__Written exercise 1__:
Repeat the entries without any change, from their first line up to and including the line with "(1123, 475)".

In 1995, the assets of the long-independent Salem Evening News was bought for US$16.5 million by Ottaway Community Newspapers, a division of Dow Jones & Company and owner of two of the Evening News's chief daily competitors, the evening Beverly Times (9,000 circulation) and Peabody Times (3,000 circulation). The Evening News had a circulation around 36,000 at the time of the sale. Ottaway's Essex County Newspapers division, which also published the Gloucester Daily Times and The Daily News of Newburyport, moved its headquarters to the Evening News's Beverly offices. It merged the Salem and Peabody papers into the Beverly Times, and renamed the Beverly paper the Salem News in order to gain a non-union work force. Before this, the Salem News headquarters had been on the corner Washington and Front Street in Salem.

Ottaway sold its Essex County holdings, including the Salem paper, to the their top competitor seven years later. It continued to publish the Cape Cod Times and The Standard-Times in southeastern Massachusetts for some time before they too were sold.

The Eagle-Tribune of North Andover bought the North Shore chain in 2002, paying US$70 million for the Gloucester, Newburyport and Salem papers. Eagle-Tribune executives touted the creation of a regional news organization; they also laid off some 45 staffers at the Essex County papers, including the editors of the Newburyport and Salem papers.

The Eagle-Tribune chain was itself bought for an undisclosed amount of money by Community Newspaper Holdings (now CNHI), an Alabama company, in 2005.

==Prices==
The Salem News prices are: $1 Monday–Saturday. The newspaper's website is paywalled.

__Material supplied__:

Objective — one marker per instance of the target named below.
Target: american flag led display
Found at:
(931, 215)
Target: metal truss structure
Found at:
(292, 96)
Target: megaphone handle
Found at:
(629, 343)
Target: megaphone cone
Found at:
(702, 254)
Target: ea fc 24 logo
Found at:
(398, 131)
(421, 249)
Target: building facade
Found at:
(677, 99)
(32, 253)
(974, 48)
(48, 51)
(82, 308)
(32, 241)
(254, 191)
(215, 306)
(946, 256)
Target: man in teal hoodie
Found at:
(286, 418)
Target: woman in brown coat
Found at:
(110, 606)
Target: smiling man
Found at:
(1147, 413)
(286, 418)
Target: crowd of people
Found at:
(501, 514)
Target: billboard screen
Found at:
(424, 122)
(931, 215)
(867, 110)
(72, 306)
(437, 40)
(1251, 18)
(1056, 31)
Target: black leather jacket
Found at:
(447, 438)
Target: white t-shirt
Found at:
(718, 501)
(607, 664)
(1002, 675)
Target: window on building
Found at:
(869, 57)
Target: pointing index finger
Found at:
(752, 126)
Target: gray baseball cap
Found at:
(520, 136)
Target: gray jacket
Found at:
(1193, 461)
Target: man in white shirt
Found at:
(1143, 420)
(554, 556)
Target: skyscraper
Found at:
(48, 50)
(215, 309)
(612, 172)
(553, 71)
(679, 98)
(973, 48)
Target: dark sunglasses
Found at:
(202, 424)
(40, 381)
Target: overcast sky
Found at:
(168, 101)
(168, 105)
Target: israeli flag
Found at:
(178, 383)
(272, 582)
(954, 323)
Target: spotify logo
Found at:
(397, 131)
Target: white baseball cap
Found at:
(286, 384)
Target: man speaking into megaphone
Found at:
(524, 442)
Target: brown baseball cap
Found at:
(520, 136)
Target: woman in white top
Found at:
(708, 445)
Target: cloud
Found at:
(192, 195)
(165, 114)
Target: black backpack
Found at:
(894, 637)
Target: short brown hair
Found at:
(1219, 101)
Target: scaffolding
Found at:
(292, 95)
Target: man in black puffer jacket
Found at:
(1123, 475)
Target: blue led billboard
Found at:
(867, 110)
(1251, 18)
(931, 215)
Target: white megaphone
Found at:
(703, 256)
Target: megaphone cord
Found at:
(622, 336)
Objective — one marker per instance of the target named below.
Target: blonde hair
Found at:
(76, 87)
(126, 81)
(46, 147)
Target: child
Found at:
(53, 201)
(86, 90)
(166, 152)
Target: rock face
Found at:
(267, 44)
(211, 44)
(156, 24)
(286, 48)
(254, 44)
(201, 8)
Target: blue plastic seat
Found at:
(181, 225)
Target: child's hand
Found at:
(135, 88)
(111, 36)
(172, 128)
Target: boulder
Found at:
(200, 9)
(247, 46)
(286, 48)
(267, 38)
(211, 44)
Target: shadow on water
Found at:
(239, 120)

__Written exercise 2__:
List every dollar amount that appears in the text about the Salem News.

__Written solution 1__:
Objective — one marker per instance of the target named below.
Target: american flag led display
Found at:
(931, 215)
Target: metal truss structure
Found at:
(292, 96)
Target: megaphone handle
Found at:
(629, 343)
Target: megaphone cone
Found at:
(702, 254)
Target: ea fc 24 logo
Found at:
(398, 131)
(421, 249)
Target: building facade
Found at:
(677, 99)
(32, 253)
(974, 48)
(48, 51)
(82, 308)
(32, 241)
(254, 191)
(215, 306)
(946, 256)
Target: man in teal hoodie
Found at:
(286, 418)
Target: woman in brown coat
Found at:
(110, 606)
Target: smiling man
Found at:
(1147, 413)
(286, 418)
Target: crowd of people
Found at:
(501, 514)
Target: billboard screen
Found at:
(424, 122)
(931, 215)
(867, 110)
(72, 306)
(437, 40)
(1251, 18)
(1056, 31)
Target: black leather jacket
Found at:
(447, 438)
Target: white t-shirt
Found at:
(718, 501)
(607, 664)
(1002, 675)
Target: window on building
Found at:
(869, 57)
Target: pointing index finger
Found at:
(752, 126)
Target: gray baseball cap
Found at:
(520, 136)
Target: gray jacket
Found at:
(1193, 461)
Target: man in white shirt
Found at:
(1143, 420)
(554, 556)
Target: skyscraper
Found at:
(48, 50)
(215, 309)
(612, 172)
(553, 71)
(679, 98)
(973, 48)
Target: dark sunglasses
Found at:
(202, 424)
(40, 381)
Target: overcast sky
Found at:
(168, 101)
(168, 105)
Target: israeli flag
Found at:
(178, 383)
(272, 582)
(954, 323)
Target: spotify logo
Found at:
(397, 131)
Target: white baseball cap
Found at:
(286, 384)
Target: man speaking into megaphone
Found at:
(524, 442)
Target: brown baseball cap
Found at:
(520, 136)
Target: woman in white top
Found at:
(708, 445)
Target: cloud
Found at:
(192, 195)
(165, 114)
Target: black backpack
Found at:
(894, 637)
Target: short brown hair
Found at:
(1219, 101)
Target: scaffolding
Found at:
(292, 95)
Target: man in black puffer jacket
Found at:
(1123, 475)

__Written solution 2__:
- US$16.5 million
- US$70 million
- $1